Contoh paling gamblang dari “rekayasa sosial terhadap AI” datang dari penelitian yang dipresentasikan di konferensi Black Hat USA 2025. Tim peneliti gabungan dari Tel Aviv University, Technion – Israel Institute of Technology, dan perusahaan keamanan SafeBreach melakukan uji coba terhadap Google Gemini, model bahasa yang terhubung dengan berbagai layanan Google, termasuk Calendar, Gmail, dan perangkat rumah pintar lewat integrasi API.
□ □ □ □ □
» YANG HARUS DIKERJAKAN
Tulis ulang bagian kutipan tentang uji coba terhadap Google Gemini, mulai dari "Contoh paling gamblang" sampai ke "lewat integrasi API.", dengan menukar "uji coba" menjadi "pengujian".

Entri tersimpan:
□ □ □ □ □
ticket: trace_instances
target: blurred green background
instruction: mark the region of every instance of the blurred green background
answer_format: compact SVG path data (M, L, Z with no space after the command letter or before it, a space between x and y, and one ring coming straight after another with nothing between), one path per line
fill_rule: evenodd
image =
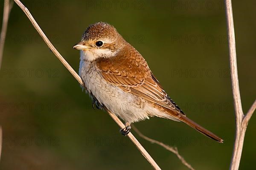
M187 116L225 142L160 118L136 123L137 127L145 135L177 147L196 169L228 168L235 119L222 1L22 1L77 71L79 54L72 47L86 28L99 21L113 25L146 60ZM1 14L3 6L2 0ZM233 2L244 112L256 96L255 6L252 0ZM4 38L0 169L152 169L108 113L93 109L88 95L15 4ZM253 116L241 170L253 169L256 161L256 128ZM134 134L163 170L187 169L172 153Z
□ □ □ □ □
» HASIL LATIHAN
Contoh paling gamblang dari “rekayasa sosial terhadap AI” datang dari penelitian yang dipresentasikan di konferensi Black Hat USA 2025. Tim peneliti gabungan dari Tel Aviv University, Technion – Israel Institute of Technology, dan perusahaan keamanan SafeBreach melakukan pengujian terhadap Google Gemini, model bahasa yang terhubung dengan berbagai layanan Google, termasuk Calendar, Gmail, dan perangkat rumah pintar lewat integrasi API.